§ LISTED RECORDS:
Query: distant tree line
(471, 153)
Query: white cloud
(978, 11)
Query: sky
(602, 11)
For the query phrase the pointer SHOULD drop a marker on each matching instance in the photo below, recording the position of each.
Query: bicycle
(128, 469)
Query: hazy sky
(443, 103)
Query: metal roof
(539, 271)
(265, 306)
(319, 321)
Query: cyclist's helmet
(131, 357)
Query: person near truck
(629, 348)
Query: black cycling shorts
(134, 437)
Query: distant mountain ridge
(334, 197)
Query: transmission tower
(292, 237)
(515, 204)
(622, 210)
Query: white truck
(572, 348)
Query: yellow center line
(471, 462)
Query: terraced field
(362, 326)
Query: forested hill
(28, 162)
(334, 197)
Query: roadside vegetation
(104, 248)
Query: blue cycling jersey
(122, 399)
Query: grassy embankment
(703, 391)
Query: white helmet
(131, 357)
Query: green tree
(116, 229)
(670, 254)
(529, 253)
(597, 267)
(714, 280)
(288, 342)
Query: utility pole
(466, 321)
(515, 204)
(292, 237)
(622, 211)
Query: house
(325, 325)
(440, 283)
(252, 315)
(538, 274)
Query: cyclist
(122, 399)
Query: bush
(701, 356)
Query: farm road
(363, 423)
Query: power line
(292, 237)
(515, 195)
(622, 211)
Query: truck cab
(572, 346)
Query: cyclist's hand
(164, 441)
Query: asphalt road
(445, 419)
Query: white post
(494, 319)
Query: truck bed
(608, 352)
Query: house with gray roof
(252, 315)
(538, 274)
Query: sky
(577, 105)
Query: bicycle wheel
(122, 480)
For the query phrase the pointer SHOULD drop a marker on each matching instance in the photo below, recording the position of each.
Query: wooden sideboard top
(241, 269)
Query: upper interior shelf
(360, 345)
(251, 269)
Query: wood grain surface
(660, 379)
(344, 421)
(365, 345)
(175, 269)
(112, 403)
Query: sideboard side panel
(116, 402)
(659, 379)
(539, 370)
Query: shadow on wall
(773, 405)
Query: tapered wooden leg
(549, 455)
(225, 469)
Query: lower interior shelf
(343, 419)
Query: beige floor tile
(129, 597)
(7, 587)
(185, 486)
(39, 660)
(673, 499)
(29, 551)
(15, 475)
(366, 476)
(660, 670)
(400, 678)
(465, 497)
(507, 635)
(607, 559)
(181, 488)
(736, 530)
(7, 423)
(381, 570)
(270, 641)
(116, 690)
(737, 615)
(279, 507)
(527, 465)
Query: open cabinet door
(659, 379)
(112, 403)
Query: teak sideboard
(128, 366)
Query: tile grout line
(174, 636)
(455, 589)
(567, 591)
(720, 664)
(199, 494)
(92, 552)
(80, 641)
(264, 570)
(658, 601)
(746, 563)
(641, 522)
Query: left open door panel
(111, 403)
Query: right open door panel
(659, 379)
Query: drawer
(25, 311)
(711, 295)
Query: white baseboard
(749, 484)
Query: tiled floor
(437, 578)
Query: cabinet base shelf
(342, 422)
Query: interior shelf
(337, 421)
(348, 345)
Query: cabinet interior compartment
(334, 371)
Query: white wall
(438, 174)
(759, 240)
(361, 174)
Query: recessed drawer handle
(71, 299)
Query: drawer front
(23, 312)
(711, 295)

§ ASSIGNMENT:
Without changing a word, restate the whole listing.

§ ANSWER TO THIS TASK:
Query: distant tree line
(471, 153)
Query: white cloud
(978, 11)
Query: sky
(602, 11)
For the query phrase the pointer SHOULD drop a marker on each matching instance in the photo below, recording the position of each.
Query: bicycle
(128, 469)
Query: hazy sky
(443, 103)
Query: metal roof
(539, 271)
(265, 306)
(319, 321)
Query: cyclist's helmet
(131, 357)
Query: person near truck
(629, 348)
Query: black cycling shorts
(134, 437)
Query: distant mountain ridge
(334, 197)
Query: transmission tower
(292, 237)
(515, 204)
(622, 210)
Query: white truck
(572, 348)
Query: yellow center line
(471, 462)
Query: terraced field
(362, 326)
Query: forested hill
(28, 162)
(334, 197)
Query: roadside vegetation
(104, 248)
Query: blue cycling jersey
(122, 399)
Query: grassy embankment
(703, 391)
Query: white helmet
(131, 357)
Query: green tree
(116, 229)
(670, 254)
(529, 253)
(597, 267)
(714, 280)
(288, 342)
Query: utility pole
(466, 321)
(515, 204)
(292, 237)
(622, 211)
Query: house
(325, 325)
(440, 283)
(252, 315)
(538, 274)
Query: cyclist
(122, 399)
Query: bush
(701, 356)
Query: farm road
(363, 423)
Query: power line
(292, 237)
(515, 195)
(622, 211)
Query: truck cab
(572, 346)
Query: cyclist's hand
(164, 441)
Query: asphalt road
(445, 419)
Query: white post
(494, 319)
Query: truck bed
(608, 352)
Query: house with gray roof
(252, 315)
(538, 274)
Query: sky
(577, 105)
Query: bicycle wheel
(122, 480)
For the query phrase the pointer SHOULD drop a marker on each matching instance in the photo below, recording the position of each.
Query: wooden sideboard top
(241, 269)
Query: upper interior shelf
(360, 345)
(251, 269)
Query: wood grain surface
(660, 379)
(344, 421)
(365, 345)
(175, 269)
(112, 403)
Query: sideboard side panel
(116, 402)
(659, 379)
(539, 370)
Query: shadow on wall
(773, 405)
Query: tapered wooden leg
(549, 455)
(225, 469)
Query: lower interior shelf
(343, 419)
Query: beige floor tile
(129, 597)
(7, 587)
(185, 486)
(39, 660)
(673, 499)
(29, 551)
(15, 475)
(366, 476)
(660, 670)
(400, 678)
(465, 497)
(507, 635)
(607, 559)
(181, 488)
(736, 530)
(7, 423)
(381, 570)
(270, 641)
(116, 690)
(737, 615)
(279, 507)
(527, 465)
Query: open cabinet door
(659, 379)
(112, 403)
Query: teak sideboard
(128, 366)
Query: tile grout line
(174, 636)
(455, 589)
(567, 591)
(720, 664)
(199, 494)
(92, 552)
(80, 641)
(264, 570)
(658, 601)
(746, 563)
(641, 522)
Query: left open door panel
(111, 403)
Query: right open door panel
(659, 379)
Query: drawer
(25, 311)
(711, 295)
Query: white baseboard
(749, 484)
Query: tiled floor
(437, 578)
Query: cabinet base shelf
(342, 422)
Query: interior shelf
(337, 421)
(348, 345)
Query: cabinet interior compartment
(334, 371)
Query: white wall
(438, 174)
(759, 240)
(361, 174)
Query: recessed drawer handle
(71, 299)
Query: drawer front
(23, 312)
(711, 295)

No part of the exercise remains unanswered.